_TRAVAIL DEMANDÉ:_
[1] Reproduisez sans rien changer le passage de l'article sur le lieu jaune qui part de « Selon le modèle » et se poursuit jusqu'à « participé à l'évaluation. ».
[2] Veuillez reprendre l'article sur le lieu jaune là où il s'arrête et en rédiger la suite.

Avis de grand frais sur la pêche au lieu jaune dans la Manche

Pêchera-t-on encore du lieu jaune en 2024? Face à l'effondrement de la population de ce poisson en Manche et Mer Celtique, les scientifiques préconisent un moratoire total, dont risquent...

Un pêcheur tue un lieu jaune au large de Belle-Ile-en-Mer, le 15 décembre 2016, dans le Morbihan © LOIC VENANCE
Un pêcheur tue un lieu jaune au large de Belle-Ile-en-Mer, le 15 décembre 2016, dans le Morbihan © LOIC VENANCE

Pêchera-t-on encore du lieu jaune en 2024? Face à l'effondrement de la population de ce poisson en Manche et Mer Celtique, les scientifiques préconisent un moratoire total, dont risquent de pâtir de nombreux petits pêcheurs.

Le 30 juin dernier, le Conseil International pour l’Exploration des Mers (CIEM), organe qui émet les avis scientifiques pour la Commission Européenne, a jugé qu'"il ne devrait y avoir aucune capture" de lieu jaune en Manche et Mer Celtique en 2024.

Selon le modèle du CIEM, ce poisson à la chair très appréciée est surpêché depuis plus de 30 ans, ce qui a provoqué l'effondrement de sa biomasse, particulièrement marqué depuis 2012. A tel point qu'"il n'y a même plus le nombre de géniteurs pour assurer le renouvellement de la population", pointe Didier Gascuel, professeur en écologie marine à l'Institut Agro, qui n'a pas participé à l'évaluation.

Cette situation n'étonne pas les ligneurs bretons, qui pratiquent une pêche sélective à l'hameçon à bord de petites embarcations. "Ça fait 10 ans qu'on dit qu'il y a un souci sur le lieu: on a vu la taille des poissons diminuer et on passe plus de temps à pêcher les mêmes tonnages", peste Ondine Morin, ligneuse sur l'île d'Ouessant (Finistère), dont l'activité dépend à 75% du lieu jaune.

"Avant, on pêchait des gros lieus de 7 ou 8 kilos. Maintenant, c'est devenu très rare", confirme Gwen Pennarun, président de l'association des ligneurs de la pointe de Bretagne, qui rassemble 60 ligneurs.

"Ça fait des années qu'on alerte. Mais comme personne ne nous a écoutés, on risque d'arriver à une pêche zéro", regrette-t-il.

Un moratoire sur la pêche au lieu jaune serait particulièrement douloureux pour ces petits pêcheurs, qui dépendent parfois entièrement de cette ressource. 

"Une communauté de pêcheurs peut disparaître: des petits bateaux qui travaillent bien, qui font attention à la ressource", met en garde Philippe Perrot, vice-président du comité des pêches du Finistère.

La dépendance à ce "poisson noble" s'est accrue depuis l'effondrement de la ressource en bar, elle aussi victime de la surpêche. "Quand tout le monde s'est reporté sur le lieu jaune, on a vu qu'il y aurait un souci", décrit Ondine Morin.

_DONNÉES FOURNIES:_

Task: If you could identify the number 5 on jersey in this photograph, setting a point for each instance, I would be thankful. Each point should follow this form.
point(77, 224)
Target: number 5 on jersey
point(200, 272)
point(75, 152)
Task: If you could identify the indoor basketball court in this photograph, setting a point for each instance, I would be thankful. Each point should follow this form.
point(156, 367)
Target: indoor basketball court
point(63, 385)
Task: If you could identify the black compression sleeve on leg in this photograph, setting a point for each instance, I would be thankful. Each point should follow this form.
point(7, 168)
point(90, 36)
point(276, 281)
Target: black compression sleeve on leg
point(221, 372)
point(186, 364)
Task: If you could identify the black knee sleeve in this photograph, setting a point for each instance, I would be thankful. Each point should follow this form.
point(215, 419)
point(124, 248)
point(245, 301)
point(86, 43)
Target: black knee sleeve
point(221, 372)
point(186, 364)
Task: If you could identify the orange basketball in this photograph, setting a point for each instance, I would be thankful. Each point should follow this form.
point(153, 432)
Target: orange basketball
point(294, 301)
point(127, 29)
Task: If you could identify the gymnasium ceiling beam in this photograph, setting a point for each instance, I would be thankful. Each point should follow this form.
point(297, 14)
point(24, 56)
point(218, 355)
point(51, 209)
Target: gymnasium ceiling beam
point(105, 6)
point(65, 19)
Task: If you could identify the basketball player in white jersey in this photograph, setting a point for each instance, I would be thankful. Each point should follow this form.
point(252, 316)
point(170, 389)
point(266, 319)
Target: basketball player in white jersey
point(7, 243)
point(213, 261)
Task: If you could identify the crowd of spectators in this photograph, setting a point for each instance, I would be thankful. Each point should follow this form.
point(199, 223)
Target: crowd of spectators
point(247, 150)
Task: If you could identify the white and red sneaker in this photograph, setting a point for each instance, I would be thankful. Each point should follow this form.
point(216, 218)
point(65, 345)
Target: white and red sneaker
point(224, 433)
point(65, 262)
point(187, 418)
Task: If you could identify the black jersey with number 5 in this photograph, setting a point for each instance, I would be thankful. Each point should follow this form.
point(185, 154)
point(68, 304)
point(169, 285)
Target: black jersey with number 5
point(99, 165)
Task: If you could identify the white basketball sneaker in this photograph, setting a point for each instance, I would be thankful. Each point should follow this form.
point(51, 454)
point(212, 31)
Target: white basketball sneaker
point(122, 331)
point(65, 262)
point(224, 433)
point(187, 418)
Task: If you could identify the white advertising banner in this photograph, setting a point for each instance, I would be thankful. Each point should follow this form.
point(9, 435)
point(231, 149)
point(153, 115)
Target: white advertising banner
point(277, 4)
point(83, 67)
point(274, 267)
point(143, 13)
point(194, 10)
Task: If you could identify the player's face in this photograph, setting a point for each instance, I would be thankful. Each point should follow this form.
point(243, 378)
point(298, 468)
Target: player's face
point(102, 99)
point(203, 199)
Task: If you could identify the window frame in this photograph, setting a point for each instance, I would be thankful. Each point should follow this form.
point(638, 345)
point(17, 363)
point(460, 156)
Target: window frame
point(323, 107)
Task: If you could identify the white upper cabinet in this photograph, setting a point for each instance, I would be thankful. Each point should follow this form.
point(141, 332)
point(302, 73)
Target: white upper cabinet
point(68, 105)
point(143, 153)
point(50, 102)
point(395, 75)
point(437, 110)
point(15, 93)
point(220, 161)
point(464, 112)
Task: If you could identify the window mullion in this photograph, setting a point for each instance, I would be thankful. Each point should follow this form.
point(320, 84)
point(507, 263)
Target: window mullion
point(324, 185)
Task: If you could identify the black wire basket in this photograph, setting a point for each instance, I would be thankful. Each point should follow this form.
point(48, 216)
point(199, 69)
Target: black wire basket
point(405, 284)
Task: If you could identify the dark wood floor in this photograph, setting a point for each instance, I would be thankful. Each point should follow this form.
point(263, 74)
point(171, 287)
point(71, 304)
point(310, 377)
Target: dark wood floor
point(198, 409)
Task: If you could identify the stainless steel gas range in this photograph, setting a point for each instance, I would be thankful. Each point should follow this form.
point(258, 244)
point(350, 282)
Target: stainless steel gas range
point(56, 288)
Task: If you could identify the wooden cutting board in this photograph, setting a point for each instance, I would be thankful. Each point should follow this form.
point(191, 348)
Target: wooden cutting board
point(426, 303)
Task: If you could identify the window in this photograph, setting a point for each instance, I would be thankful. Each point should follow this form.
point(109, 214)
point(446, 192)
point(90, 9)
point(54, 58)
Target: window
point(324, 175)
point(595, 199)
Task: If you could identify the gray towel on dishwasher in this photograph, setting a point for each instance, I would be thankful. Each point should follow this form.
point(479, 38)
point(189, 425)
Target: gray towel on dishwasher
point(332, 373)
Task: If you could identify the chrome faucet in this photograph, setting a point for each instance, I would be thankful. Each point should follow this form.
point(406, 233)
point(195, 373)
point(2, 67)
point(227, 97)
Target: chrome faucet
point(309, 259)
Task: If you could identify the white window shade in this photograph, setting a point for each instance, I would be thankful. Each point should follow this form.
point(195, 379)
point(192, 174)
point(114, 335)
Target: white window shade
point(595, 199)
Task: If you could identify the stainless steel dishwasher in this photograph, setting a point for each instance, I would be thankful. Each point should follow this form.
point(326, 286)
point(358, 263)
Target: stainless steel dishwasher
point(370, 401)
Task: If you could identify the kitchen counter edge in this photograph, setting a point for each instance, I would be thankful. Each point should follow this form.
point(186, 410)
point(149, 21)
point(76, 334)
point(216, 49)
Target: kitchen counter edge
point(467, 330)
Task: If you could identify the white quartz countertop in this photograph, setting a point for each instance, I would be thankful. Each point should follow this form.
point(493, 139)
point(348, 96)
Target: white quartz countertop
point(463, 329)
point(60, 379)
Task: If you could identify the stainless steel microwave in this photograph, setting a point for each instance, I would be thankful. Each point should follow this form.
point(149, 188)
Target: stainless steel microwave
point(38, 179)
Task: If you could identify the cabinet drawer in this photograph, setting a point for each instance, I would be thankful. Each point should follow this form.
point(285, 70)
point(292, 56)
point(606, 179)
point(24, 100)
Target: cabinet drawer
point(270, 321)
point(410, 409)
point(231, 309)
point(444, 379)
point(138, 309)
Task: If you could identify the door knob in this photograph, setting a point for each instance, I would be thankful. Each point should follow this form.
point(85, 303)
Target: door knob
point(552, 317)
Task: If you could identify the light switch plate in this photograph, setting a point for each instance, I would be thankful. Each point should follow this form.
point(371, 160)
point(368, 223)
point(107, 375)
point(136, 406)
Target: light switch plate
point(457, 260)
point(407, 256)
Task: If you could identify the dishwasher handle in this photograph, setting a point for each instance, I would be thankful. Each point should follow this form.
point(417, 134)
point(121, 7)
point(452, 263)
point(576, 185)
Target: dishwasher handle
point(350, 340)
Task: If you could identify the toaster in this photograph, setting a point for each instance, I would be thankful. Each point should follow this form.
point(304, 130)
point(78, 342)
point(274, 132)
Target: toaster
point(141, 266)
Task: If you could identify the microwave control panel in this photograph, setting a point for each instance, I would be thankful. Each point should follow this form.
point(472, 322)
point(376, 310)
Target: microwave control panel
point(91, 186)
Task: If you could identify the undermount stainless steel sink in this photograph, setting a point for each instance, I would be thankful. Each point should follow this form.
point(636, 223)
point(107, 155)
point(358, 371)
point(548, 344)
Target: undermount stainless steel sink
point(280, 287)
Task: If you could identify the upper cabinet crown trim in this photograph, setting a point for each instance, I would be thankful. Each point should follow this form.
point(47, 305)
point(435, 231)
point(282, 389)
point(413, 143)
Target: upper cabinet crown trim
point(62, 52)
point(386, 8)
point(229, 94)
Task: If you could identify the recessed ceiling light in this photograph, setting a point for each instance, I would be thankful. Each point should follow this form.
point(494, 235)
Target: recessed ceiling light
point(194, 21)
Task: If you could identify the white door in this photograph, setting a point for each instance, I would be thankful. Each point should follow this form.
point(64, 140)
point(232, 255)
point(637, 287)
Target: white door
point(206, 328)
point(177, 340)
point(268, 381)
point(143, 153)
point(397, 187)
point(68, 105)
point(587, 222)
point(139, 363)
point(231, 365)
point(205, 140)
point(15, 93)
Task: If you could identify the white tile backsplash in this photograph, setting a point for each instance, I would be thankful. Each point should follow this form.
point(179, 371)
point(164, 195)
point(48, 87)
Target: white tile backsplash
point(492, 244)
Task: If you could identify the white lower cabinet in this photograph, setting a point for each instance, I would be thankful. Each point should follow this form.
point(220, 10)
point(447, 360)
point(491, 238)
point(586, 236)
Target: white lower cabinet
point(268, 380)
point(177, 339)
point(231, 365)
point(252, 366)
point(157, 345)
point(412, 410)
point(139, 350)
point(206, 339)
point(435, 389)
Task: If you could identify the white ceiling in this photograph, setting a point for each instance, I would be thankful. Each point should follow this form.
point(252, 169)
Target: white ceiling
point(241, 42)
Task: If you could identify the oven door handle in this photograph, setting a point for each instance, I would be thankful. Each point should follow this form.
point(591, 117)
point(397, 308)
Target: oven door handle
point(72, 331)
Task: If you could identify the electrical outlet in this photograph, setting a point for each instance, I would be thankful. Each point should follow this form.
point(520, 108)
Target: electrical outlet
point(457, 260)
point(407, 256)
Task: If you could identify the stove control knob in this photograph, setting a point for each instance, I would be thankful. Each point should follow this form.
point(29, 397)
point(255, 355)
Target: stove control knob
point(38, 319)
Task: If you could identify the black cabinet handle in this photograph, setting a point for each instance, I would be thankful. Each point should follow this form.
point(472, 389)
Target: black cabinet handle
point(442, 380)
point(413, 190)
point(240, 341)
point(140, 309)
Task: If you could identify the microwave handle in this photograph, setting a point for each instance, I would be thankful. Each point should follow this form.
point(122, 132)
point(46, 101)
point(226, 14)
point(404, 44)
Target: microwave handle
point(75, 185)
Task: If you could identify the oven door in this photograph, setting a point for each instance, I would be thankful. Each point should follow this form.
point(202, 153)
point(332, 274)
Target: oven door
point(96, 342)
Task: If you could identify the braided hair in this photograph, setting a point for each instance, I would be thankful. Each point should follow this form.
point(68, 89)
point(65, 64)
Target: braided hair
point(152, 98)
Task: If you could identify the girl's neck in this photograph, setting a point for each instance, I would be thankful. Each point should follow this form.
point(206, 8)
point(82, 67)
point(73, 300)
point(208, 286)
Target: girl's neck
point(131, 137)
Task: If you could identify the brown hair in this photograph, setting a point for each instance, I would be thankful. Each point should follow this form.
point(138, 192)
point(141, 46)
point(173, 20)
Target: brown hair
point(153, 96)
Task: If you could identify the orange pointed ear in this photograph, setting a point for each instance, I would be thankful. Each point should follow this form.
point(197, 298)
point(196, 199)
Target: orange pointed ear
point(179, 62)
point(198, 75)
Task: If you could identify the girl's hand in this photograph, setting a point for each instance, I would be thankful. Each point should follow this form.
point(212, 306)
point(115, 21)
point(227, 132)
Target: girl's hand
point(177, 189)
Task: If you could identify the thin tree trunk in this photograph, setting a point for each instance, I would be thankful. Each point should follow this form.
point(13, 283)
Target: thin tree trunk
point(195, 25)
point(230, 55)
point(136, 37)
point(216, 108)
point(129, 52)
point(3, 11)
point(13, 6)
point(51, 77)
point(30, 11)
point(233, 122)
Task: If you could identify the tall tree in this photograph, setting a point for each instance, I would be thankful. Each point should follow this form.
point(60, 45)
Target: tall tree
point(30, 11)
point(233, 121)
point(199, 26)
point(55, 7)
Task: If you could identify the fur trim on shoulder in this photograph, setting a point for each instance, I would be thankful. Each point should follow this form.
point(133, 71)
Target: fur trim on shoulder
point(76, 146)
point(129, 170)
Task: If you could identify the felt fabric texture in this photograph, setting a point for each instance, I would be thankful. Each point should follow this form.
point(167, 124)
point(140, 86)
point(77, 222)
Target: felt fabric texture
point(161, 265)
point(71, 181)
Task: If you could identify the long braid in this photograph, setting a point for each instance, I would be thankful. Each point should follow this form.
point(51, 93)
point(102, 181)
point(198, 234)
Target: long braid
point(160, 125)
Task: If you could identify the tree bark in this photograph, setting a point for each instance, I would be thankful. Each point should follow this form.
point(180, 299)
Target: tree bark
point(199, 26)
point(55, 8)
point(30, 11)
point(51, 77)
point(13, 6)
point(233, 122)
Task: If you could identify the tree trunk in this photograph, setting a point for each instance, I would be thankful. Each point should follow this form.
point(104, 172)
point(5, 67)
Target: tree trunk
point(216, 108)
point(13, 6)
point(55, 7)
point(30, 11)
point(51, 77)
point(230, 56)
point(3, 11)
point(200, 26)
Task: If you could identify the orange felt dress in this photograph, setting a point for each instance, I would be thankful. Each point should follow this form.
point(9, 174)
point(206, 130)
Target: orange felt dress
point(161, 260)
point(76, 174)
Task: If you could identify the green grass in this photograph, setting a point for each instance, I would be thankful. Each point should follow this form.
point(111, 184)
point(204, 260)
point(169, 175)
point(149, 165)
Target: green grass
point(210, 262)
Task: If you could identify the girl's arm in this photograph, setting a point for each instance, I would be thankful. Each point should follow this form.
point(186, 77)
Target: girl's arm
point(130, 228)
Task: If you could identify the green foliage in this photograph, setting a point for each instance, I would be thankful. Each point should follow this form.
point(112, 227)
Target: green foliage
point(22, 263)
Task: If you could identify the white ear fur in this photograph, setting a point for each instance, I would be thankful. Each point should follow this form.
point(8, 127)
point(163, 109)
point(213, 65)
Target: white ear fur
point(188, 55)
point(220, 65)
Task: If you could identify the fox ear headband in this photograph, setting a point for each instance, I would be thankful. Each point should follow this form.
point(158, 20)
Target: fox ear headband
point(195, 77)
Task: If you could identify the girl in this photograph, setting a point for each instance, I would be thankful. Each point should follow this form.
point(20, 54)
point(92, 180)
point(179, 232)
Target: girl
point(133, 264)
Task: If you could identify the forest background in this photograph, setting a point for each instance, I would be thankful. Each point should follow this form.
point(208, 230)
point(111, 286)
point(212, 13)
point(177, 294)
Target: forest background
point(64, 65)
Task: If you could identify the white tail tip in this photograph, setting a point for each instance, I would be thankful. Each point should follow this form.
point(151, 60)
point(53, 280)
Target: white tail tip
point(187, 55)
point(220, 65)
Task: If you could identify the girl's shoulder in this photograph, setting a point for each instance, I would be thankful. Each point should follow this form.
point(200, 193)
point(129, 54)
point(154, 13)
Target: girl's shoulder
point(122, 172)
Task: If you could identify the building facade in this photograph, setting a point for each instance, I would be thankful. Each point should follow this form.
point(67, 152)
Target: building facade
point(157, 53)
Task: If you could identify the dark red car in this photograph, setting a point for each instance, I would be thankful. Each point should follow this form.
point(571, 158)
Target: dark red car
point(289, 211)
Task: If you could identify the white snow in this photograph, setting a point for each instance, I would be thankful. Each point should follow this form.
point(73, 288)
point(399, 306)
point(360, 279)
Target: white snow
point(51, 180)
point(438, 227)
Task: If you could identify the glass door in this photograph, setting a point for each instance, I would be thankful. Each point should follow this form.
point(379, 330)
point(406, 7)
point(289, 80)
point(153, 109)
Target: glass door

_RÉPONSES PAR TÂCHE:_
[1]
Selon le modèle du CIEM, ce poisson à la chair très appréciée est surpêché depuis plus de 30 ans, ce qui a provoqué l'effondrement de sa biomasse, particulièrement marqué depuis 2012. A tel point qu'"il n'y a même plus le nombre de géniteurs pour assurer le renouvellement de la population", pointe Didier Gascuel, professeur en écologie marine à l'Institut Agro, qui n'a pas participé à l'évaluation.

[2]
-"Pas de plan B"-

"Si on n'a pas de lieu, on ne sait vraiment pas ce qu'on va faire. On n'a pas de plan B", reconnaît un ligneur du Finistère Nord, qui souhaite garder l'anonymat. 

"Il est sain de prendre des mesures pour protéger la ressource. Mais passer de tout à rien, c'est incompréhensible", s'énerve-t-il. "On aurait dû prendre les mesures avant, pour éviter d'en arriver là".

Car la pêche au lieu jaune est particulièrement permissive: il peut être pêché dès 30 cm, à un âge où il n'a pas encore pu se reproduire. Sans limite de capture, il est particulièrement prisé des plaisanciers, dont les prises approchent celles des professionnels, selon certaines estimations. 

Depuis 2019, le CIEM recommandait ne pas dépasser 3.360 tonnes de captures, sans être entendu par les responsables politiques. Le quota de lieu jaune était encore fixé à 8.000 tonnes en 2022, alors que les prises de pêche plafonnaient à 1.558 tonnes, faute de ressource suffisante...

"Le politique n'a pas pris ses responsabilités. On n'en serait pas là s'il avait suivi les avis scientifiques", estime M. Gascuel.

Le Conseil européen des ministres de l’Agriculture et de la Pêche décidera en décembre de suivre ou non la proposition de moratoire, après discussion avec le Royaume-Uni.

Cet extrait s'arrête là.